Object point labels:
......

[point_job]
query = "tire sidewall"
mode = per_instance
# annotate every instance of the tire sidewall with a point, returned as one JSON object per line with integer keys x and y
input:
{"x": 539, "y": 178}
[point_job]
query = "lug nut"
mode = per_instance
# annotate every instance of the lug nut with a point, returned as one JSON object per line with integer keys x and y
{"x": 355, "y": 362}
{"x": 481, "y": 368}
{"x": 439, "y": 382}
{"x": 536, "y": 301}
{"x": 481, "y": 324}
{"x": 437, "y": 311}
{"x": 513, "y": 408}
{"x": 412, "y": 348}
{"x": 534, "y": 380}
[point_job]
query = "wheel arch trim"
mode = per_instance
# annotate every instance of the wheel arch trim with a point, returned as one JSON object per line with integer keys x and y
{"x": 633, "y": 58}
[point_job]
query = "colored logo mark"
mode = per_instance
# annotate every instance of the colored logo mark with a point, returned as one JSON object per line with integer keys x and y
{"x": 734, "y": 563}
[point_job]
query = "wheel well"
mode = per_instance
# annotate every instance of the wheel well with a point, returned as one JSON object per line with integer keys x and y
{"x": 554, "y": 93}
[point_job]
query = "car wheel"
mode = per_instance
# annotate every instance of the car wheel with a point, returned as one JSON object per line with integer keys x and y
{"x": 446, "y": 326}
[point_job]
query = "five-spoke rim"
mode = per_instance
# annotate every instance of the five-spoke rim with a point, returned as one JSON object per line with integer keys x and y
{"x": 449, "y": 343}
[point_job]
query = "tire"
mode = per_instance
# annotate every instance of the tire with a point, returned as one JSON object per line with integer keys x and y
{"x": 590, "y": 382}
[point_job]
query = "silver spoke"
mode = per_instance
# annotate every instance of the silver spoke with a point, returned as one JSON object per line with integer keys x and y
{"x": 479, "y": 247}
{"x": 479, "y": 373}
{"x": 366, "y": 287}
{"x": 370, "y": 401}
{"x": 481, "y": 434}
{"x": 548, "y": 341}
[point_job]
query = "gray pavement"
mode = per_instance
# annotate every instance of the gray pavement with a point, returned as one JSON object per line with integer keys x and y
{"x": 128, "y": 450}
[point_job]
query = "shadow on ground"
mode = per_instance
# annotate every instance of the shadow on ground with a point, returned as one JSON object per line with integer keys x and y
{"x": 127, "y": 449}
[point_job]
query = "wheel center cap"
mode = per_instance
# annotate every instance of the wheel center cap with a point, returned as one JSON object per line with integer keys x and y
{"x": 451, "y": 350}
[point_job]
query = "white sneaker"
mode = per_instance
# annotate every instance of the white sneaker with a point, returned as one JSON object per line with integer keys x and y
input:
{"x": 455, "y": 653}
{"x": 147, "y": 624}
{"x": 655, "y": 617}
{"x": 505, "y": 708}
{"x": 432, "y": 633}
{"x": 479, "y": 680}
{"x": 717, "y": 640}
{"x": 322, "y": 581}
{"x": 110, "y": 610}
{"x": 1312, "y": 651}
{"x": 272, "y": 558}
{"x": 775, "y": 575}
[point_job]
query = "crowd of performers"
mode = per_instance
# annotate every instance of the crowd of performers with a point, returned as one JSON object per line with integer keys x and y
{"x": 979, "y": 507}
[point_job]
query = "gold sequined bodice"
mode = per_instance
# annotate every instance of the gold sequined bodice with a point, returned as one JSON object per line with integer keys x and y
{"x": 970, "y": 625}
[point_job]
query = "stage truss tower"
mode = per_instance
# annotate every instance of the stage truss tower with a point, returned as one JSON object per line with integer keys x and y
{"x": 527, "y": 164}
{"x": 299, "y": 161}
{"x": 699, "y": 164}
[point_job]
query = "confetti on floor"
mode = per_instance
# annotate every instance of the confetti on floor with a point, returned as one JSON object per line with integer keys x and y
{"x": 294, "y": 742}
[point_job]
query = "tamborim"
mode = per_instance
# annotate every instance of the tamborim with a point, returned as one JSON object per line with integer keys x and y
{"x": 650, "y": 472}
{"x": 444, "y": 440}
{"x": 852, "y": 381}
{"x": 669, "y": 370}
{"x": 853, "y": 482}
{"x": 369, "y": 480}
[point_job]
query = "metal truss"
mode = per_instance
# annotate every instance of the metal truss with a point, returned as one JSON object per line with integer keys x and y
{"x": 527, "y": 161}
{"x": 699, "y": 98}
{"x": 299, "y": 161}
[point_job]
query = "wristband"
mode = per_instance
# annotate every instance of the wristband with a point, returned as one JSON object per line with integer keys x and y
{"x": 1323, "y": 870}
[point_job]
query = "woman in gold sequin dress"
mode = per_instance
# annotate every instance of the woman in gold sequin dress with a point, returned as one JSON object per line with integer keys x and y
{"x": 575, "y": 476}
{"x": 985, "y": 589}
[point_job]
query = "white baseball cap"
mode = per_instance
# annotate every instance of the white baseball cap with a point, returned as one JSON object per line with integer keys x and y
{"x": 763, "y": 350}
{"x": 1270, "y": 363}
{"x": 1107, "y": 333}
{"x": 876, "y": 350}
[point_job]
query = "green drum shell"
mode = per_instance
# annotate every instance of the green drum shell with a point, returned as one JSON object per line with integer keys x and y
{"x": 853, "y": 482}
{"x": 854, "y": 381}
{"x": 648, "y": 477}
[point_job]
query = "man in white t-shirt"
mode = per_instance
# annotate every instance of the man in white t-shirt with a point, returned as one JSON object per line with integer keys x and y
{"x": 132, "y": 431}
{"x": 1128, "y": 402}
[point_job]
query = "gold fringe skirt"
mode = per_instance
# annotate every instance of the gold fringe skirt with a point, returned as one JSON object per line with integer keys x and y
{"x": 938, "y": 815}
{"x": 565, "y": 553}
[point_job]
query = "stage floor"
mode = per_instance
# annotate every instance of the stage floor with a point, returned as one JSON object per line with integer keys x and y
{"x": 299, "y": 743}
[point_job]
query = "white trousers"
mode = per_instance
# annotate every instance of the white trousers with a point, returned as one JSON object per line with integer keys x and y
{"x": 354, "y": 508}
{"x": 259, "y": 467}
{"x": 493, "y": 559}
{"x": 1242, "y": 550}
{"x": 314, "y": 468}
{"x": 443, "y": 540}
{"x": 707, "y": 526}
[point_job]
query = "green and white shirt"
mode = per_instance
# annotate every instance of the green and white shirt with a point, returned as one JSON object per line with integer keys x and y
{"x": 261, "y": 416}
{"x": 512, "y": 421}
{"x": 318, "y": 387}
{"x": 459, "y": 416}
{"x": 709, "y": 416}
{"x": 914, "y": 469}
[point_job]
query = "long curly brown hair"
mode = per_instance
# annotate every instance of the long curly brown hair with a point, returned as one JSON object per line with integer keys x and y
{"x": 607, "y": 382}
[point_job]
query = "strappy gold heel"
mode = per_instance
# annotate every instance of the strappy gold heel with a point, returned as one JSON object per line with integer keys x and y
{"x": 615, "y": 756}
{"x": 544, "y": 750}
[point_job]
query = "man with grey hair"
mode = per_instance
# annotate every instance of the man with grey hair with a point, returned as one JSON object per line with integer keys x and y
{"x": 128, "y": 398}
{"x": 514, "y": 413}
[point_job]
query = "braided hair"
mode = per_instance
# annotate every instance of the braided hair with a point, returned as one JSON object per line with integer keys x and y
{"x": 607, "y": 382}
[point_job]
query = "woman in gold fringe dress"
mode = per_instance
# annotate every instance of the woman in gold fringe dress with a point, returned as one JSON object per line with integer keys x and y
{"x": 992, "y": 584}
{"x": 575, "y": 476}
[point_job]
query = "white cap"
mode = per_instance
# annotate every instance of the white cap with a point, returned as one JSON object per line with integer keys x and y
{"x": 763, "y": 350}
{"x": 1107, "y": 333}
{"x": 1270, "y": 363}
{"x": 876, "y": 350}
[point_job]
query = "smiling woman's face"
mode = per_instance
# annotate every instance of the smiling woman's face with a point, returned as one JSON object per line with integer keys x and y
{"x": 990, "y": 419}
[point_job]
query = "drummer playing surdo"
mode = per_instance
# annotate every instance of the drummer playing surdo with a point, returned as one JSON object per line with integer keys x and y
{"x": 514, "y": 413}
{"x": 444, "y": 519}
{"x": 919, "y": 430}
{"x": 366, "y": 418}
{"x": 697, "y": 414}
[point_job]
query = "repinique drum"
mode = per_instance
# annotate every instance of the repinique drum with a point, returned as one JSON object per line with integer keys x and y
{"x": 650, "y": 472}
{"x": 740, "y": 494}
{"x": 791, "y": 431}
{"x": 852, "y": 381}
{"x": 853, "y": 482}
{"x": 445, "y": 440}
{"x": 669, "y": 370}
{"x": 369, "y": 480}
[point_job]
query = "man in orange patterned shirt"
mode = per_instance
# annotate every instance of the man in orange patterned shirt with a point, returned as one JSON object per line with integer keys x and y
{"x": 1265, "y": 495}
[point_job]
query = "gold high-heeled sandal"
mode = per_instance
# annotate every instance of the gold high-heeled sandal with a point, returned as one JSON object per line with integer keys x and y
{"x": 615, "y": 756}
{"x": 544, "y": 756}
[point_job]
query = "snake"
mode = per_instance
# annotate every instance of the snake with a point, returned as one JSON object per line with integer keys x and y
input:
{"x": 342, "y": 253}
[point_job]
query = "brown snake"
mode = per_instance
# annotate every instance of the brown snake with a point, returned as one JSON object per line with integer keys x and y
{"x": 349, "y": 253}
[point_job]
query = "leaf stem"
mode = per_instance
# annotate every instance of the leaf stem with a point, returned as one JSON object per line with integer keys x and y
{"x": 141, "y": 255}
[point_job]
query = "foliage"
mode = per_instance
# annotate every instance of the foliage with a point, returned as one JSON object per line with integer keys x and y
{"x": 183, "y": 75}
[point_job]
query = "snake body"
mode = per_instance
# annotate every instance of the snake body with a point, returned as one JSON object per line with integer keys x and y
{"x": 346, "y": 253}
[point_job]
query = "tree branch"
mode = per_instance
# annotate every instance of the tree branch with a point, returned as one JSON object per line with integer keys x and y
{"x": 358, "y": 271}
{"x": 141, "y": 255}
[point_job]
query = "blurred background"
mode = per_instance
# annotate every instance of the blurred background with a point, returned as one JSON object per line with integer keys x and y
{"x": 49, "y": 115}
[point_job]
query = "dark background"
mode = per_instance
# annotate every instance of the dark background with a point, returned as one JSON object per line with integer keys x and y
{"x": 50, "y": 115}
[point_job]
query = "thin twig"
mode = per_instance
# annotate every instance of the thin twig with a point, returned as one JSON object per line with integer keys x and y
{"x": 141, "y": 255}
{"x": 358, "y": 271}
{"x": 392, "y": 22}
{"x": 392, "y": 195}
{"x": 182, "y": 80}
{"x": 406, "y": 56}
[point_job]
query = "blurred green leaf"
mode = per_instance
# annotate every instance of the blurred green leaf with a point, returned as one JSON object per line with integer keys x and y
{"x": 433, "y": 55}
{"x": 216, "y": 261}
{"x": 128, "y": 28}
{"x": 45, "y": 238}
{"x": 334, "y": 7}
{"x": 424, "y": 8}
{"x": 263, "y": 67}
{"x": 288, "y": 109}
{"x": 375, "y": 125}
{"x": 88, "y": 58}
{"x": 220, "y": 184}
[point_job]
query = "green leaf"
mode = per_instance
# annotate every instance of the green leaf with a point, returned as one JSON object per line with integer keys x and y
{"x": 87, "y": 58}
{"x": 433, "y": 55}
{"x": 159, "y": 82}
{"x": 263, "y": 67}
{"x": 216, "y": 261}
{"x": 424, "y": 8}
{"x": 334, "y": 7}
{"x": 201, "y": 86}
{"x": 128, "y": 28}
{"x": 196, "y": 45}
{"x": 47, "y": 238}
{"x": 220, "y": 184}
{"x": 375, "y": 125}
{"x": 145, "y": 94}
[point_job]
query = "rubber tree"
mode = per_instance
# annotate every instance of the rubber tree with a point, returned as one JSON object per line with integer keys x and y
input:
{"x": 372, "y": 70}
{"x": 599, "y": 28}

......

What this task involves: Gather every line of the entries that contains the string "heeled", matching its case exactly.

Answer for the task:
query = "gold high-heeled sandal"
# annotate every instance of the gold high-heeled sandal with a point, returned as one JSON object per line with integer keys x and y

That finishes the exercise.